PROBLEM TO SOLVE: In the banking text below on Know Your Customer norms, how old may the proof of Aadhaar enrollment be at most when no Aadhaar number has yet been assigned?

Information pertaining to Department of Banking Regulation

Sr. No. Query Reply
1 What is the meaning of KYC? When this concept was introduced in Banking Sector?

In terms of paragraph 1.1 of Master Circular DBOD.AML.BC.No.22/14.01.001/2014-15 dated July 1, 2014 on Know Your Customer (KYC) norms/ Anti-Money Laundering (AML) standards/ Combating of Financing of Terrorism (CFT)/ Obligation of banks under PMLA, 2002, the objective of KYC/ AML/ CFT guidelines is to prevent banks from being used, intentionally or unintentionally, by criminal elements for money laundering or terrorist financing activities. KYC procedures also enable banks to know/ understand their customers and their financial dealings better which in turn help them manage their risks prudently.

The concept of KYC was introduced in the year 2002.

2 What are the documents required to open a savings bank account for an individual who is eligible to obtain the Aadhaar?

In terms of Section 15 (a) of our Master Direction on Know Your Customer (KYC), dated February 25, 2016, as amended on April 20, 2018, for undertaking Customer Due Diligence (identifying and verifying customers), Regulated Entities (REs), including banks, shall obtain the following information from an individual while establishing an account based relationship or while dealing with the individual who is a beneficial owner, authorised signatory or the power of attorney holder related to any legal entity:

a) From an individual who is eligible for enrolment of Aadhaar, the Aadhaar number; the Permanent Account Number (PAN) or Form No. 60 as defined in Income-tax Rules, 1962, as amended from time to time;

Provided, where an Aadhaar number has not been assigned to an individual, proof of application of enrolment for Aadhaar shall be obtained wherein the enrolment is not older than 6 months and in case PAN is not submitted, certified copy of an OVD containing details of identity and address and one recent photograph shall be obtained.

Further, in terms of Section 3 (a) (xiv) of the aforementioned Master Direction, “Officially Valid Document” (OVD) means the passport, the driving licence, the Voter's Identity Card issued by the Election Commission of India, job card issued by NREGA duly signed by an officer of the State Government, letter issued by the National Population Register containing details of name and address.

It may be added that in terms of Section 15 (d) of the aforementioned Master Direction, RE, at the time of receipt of the Aadhaar number, shall carry out, with the explicit consent of the customer, e-KYC authentication (biometric or OTP based) or Yes/No authentication.

RECORD EXTRACTS:
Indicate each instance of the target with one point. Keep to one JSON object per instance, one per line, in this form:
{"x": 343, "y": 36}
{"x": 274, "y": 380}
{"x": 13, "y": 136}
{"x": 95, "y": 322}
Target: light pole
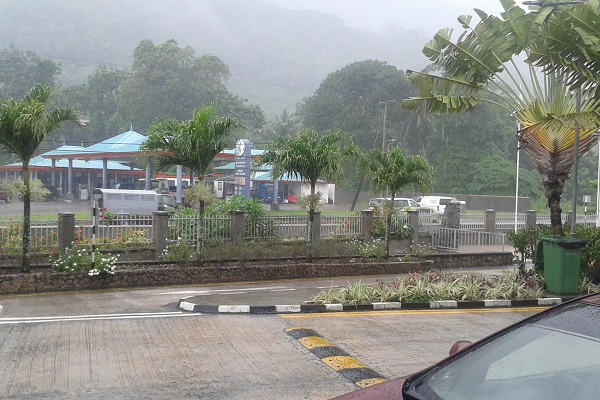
{"x": 596, "y": 135}
{"x": 517, "y": 177}
{"x": 385, "y": 103}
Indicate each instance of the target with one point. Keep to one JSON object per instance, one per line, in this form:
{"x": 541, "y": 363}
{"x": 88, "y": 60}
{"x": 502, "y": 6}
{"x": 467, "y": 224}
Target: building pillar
{"x": 66, "y": 231}
{"x": 160, "y": 230}
{"x": 531, "y": 220}
{"x": 70, "y": 195}
{"x": 316, "y": 228}
{"x": 490, "y": 220}
{"x": 366, "y": 219}
{"x": 148, "y": 184}
{"x": 105, "y": 173}
{"x": 238, "y": 221}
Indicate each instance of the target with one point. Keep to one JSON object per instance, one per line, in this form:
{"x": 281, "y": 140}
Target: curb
{"x": 335, "y": 358}
{"x": 320, "y": 308}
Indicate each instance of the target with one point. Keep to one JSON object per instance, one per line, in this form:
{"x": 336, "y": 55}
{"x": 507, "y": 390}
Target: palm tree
{"x": 310, "y": 157}
{"x": 192, "y": 144}
{"x": 567, "y": 45}
{"x": 481, "y": 65}
{"x": 391, "y": 171}
{"x": 24, "y": 125}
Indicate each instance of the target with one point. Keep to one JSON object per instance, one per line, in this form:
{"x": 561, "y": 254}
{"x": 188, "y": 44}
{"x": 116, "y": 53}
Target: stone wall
{"x": 251, "y": 271}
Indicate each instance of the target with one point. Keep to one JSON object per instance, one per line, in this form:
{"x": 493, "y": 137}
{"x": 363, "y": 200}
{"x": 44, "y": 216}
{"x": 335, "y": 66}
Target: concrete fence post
{"x": 366, "y": 219}
{"x": 160, "y": 230}
{"x": 66, "y": 231}
{"x": 317, "y": 226}
{"x": 531, "y": 220}
{"x": 490, "y": 220}
{"x": 413, "y": 221}
{"x": 238, "y": 221}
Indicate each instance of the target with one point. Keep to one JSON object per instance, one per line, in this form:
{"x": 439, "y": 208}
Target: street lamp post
{"x": 385, "y": 103}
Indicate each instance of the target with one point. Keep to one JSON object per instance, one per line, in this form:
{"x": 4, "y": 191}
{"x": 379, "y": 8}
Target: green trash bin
{"x": 560, "y": 259}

SOLUTION FOR THIS EXERCISE: Not older than 6 months.